- Task requirements -
Write the next part of the bug-tracker discussion about profile.bashrc below, starting after its final quoted line.

- Selected excerpt -
——————————

Comment 2 Petteri Räty (RETIRED) gentoo-dev 2007-12-18 00:25:38 UTC
(In reply to comment #1)
> The problem with profile.bashrc is that it's being used for some
> Portage-specific things... So either profile.bashrc has to become a lot more
> restricted in what it's allowed to do or it remains a Portageism upon which
> ebuilds cannot rely.
> 

Well you should be needing this for the BSD profiles to work:

betelgeuse@pena /usr/portage/profiles $ cat ./default-bsd/fbsd/6.2/profile.bashrc
alias make=gmake
alias patch=gpatch
alias sed=gsed
alias awk=gawk
Comment 3 Ciaran McCreesh 2007-12-18 00:31:47 UTC
Paludis at least does its own handling for sed etc using PATH. There're various gotchas with aliases...
Comment 4 Ranjit Singh 2009-05-27 04:55:25 UTC
(In reply to comment #1)
> The problem with profile.bashrc is that it's being used for some
> Portage-specific things... So either profile.bashrc has to become a lot more
> restricted in what it's allowed to do or it remains a Portageism upon which
> ebuilds cannot rely.

——————————

- Given entries -

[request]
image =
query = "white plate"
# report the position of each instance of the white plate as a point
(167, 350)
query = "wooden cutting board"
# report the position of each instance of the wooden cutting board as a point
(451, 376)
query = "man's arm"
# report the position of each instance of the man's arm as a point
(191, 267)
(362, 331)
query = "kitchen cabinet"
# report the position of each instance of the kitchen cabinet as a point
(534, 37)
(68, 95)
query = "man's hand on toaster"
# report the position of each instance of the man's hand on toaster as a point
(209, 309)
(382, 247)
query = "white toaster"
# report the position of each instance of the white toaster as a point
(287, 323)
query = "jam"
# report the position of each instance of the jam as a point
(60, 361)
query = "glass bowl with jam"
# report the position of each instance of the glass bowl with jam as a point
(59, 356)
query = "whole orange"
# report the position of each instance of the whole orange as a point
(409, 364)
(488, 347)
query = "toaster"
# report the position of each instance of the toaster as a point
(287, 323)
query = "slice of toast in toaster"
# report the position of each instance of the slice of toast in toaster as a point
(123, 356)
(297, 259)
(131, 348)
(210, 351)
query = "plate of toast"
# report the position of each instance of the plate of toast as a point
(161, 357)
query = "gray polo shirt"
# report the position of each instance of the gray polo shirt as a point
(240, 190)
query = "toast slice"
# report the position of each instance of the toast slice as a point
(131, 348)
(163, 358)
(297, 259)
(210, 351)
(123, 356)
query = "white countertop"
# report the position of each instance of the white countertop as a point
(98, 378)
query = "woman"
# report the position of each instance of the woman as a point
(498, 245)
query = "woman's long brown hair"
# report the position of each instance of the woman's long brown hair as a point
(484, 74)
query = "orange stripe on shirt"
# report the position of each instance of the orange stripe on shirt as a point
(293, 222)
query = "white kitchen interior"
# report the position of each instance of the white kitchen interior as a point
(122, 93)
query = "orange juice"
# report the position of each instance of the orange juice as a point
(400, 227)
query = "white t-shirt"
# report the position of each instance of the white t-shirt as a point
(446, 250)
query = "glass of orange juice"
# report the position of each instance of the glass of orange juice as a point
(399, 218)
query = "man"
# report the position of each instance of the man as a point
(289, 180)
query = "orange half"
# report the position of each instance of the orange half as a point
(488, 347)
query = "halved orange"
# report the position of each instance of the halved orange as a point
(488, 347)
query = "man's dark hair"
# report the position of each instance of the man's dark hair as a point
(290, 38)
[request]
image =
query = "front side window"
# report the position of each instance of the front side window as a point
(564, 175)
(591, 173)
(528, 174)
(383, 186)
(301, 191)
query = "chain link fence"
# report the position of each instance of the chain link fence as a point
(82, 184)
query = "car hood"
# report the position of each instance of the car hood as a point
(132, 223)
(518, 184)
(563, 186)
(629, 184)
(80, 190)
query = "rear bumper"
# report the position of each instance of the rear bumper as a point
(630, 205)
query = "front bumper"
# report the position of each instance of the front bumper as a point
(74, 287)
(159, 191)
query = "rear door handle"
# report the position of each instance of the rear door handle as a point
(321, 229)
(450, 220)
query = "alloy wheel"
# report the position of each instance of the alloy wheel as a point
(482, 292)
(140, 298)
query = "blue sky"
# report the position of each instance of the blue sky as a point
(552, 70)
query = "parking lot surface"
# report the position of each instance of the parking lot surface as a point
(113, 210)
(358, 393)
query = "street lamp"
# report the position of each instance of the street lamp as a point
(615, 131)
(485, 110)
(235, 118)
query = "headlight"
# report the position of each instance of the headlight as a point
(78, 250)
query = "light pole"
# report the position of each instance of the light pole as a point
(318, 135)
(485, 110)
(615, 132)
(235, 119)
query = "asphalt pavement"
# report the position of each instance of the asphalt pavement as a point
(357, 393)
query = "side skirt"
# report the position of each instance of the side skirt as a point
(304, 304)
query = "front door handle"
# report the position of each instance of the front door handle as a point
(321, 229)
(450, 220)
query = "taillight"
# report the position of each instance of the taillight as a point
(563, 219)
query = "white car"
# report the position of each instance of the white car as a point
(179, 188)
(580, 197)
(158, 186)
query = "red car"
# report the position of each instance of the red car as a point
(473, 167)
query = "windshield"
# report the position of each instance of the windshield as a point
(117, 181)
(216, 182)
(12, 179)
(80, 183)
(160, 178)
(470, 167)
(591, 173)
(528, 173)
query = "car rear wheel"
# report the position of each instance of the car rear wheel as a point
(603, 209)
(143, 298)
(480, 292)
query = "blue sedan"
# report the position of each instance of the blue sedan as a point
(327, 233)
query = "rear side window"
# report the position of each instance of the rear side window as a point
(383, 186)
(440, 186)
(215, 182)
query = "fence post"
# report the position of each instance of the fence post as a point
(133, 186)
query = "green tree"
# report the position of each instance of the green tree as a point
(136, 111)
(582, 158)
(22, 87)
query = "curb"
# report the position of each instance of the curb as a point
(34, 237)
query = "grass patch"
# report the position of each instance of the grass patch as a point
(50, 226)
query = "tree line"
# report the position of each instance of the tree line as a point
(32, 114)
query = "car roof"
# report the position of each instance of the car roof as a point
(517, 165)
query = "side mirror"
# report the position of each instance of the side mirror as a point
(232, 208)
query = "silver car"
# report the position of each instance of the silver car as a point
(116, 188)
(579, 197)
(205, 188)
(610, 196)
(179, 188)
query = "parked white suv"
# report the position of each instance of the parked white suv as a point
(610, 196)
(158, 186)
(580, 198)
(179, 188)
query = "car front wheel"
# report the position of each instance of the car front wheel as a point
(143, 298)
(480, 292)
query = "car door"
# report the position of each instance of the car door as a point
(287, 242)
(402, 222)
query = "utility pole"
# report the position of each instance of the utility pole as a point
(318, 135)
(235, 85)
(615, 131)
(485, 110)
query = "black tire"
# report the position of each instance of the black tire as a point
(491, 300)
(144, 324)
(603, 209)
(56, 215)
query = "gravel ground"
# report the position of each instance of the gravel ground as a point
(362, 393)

——————————

- Task response -
> 
This is a non-sequitur. What we choose to run on our machine, or in the profiles we customise is our business, not that of any package manager. As such, it does not follow that one must require any sort of restriction before an rc-file can be specified in the context of an OS distribution, and certainly not a meta-distribution.

How profile.bashrc is used is not the concern of an independent specification purported to enable interoperability. It is a fact of life that admins, as well as distributions, need to customise their systems via script. Since ebuilds/ebuild.sh are implemented in BASH, profile.bashrc is the logical name (for the distribution-builder at least). If they were not, perhaps something like .pyrc or .javarc could be used instead. In any event, the bashrc is not used for ebuilds to rely on. It is used by us to make sure everything we need to happen, will happen.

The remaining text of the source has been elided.